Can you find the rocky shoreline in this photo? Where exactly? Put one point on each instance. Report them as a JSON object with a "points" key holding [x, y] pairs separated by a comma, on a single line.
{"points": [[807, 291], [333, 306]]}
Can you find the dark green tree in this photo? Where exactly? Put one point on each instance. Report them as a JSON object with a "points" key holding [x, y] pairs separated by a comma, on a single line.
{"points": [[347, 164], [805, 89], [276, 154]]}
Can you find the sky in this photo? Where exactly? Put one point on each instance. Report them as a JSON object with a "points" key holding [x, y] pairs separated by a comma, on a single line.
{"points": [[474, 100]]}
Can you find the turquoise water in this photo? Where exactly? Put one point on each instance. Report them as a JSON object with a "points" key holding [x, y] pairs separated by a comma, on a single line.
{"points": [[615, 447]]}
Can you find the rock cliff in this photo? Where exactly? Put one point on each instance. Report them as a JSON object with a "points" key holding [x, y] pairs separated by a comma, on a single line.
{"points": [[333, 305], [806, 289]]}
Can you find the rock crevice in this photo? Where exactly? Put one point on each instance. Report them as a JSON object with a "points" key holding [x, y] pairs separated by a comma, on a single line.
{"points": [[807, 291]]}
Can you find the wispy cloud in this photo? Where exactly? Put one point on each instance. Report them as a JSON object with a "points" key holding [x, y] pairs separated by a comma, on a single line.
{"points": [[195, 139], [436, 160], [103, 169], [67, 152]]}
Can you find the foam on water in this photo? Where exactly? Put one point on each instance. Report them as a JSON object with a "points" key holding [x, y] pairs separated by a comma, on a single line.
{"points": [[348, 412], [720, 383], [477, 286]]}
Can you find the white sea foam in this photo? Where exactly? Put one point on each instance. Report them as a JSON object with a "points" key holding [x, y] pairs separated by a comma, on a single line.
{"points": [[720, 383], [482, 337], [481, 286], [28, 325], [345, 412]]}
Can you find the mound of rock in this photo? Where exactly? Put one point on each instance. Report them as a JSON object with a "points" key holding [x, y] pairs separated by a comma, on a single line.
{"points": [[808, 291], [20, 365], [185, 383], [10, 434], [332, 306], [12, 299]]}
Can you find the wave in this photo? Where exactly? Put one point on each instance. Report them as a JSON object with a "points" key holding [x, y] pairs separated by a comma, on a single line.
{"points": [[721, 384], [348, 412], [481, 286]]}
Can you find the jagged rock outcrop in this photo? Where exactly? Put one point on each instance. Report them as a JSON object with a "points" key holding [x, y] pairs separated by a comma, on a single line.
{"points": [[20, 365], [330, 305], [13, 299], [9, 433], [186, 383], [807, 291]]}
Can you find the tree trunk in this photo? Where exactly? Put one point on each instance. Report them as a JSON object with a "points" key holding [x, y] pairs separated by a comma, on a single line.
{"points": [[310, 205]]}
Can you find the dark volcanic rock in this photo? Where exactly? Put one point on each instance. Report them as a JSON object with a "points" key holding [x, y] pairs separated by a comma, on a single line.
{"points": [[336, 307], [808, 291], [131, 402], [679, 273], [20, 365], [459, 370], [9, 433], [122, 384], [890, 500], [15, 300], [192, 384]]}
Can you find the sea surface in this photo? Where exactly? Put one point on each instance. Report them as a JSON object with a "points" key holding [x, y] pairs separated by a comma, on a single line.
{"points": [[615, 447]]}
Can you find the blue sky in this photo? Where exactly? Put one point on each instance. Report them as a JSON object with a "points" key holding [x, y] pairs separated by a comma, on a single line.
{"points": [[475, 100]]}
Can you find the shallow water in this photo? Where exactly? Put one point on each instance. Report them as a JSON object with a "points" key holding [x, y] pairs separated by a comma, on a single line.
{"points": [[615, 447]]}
- - - -
§ **TASK TO CARRY OUT**
The answer should consist of the full listing, repeated exactly.

§ **TASK ANSWER**
Can you find the rocky shoreline in this photo? Where exactly? Put one point on each instance. Report them as a JSON object with a "points" key holding [x, y] pairs separated by a comma, on a single line.
{"points": [[807, 291], [333, 306]]}
Can you find the dark green tree in this photo? Where exactly? Put one point on each instance. Report them as a JSON object with a "points" key holding [x, y] pairs separated by a comma, on a single line.
{"points": [[347, 164], [805, 89], [276, 154]]}
Can you find the sky in this photo? Where exactly? Put one point on each instance. Report them as a JSON object with a "points" key holding [x, y] pairs separated by a comma, on a single line.
{"points": [[474, 100]]}
Can you find the turquoise water in this photo? Where exactly? Put one point on each instance. Report them as a JSON object with a "points" key holding [x, y] pairs separated by a comma, on a single line.
{"points": [[615, 447]]}
Can you find the rock cliff in this photo? Where exactly? Put one point on each instance. Report them as a JSON object with a "points" key holding [x, y] pairs separated by a comma, on a single line.
{"points": [[333, 305], [806, 289]]}
Can you find the rock crevice in this photo? Where exactly? Put one point on each instance. Report them as a JSON object with a "points" key holding [x, y] pairs separated by a comma, on a single line.
{"points": [[807, 291]]}
Can you find the wispy cloud in this photo? Where exactly? Put one point on each instance. Report them as a JSON object with a "points" key holding [x, y] pairs separated by a comma, on a single line.
{"points": [[195, 139], [436, 160], [103, 169], [67, 152]]}
Can you find the foam on water in this photo? Where exactly? Put one point on each instance. Report them as a JSON object with a "points" key holding [x, y] pairs separated by a comma, on a single line.
{"points": [[348, 412], [720, 383], [477, 286]]}
Can you find the white sea foam in this photo? Where exactly? Put one point on each instance. Report them as a JSON object with a "points" key holding [x, y] pairs separated by a comma, on a single line.
{"points": [[720, 383], [482, 337], [481, 286], [28, 325], [345, 412]]}
Can you find the mound of rock in this photo? Where exactly? Put one point on each instance. Report them as a JSON object with a "points" key holding [x, y] pairs separated by a comma, on a single line.
{"points": [[808, 291], [20, 365], [185, 383], [10, 434], [332, 306], [12, 299]]}
Can you find the wave in this photo? Where exactly? Put one point on each instance. Report them as a JSON object with a "points" key holding [x, y] pairs separated by a comma, on a single line.
{"points": [[721, 384], [348, 412], [481, 286]]}
Can you find the jagged rock outcrop in this photo? Where exactly? Put one point on each instance. Report them as a JSON object with a "points" key holding [x, y] pairs separated by a comma, on a single line.
{"points": [[20, 365], [330, 305], [13, 299], [9, 433], [186, 383], [807, 291]]}
Can you find the tree trunk in this photo? Where exactly? Put one point on each instance. Report them as a JSON object with a "points" key holding [x, y] pairs separated by a comma, on a single line.
{"points": [[310, 205]]}
Can you find the dark volcanic rock in this photo? Where exactly? Put one point on each instance. Report them as a JSON object with a "points" key holding [x, y] pairs separated by a comma, on a single line.
{"points": [[336, 307], [808, 291], [131, 402], [679, 273], [20, 365], [459, 370], [9, 433], [122, 384], [890, 500], [15, 300], [192, 384]]}
Can you find the sea surface in this photo? Where exactly? Put one point on each instance. Report them as a JSON object with a "points" key holding [x, y] pairs separated by a comma, on a single line.
{"points": [[615, 447]]}
Can you find the blue sky in this photo? Where exactly? Put one point on each instance. Report them as a JSON object with a "points" key holding [x, y] pairs separated by a comma, on a single line.
{"points": [[475, 100]]}
Can you find the shallow water in this photo? Where exactly? Put one point on each instance. Report them as a JSON object with a "points" key holding [x, y] pairs separated by a comma, on a single line.
{"points": [[615, 447]]}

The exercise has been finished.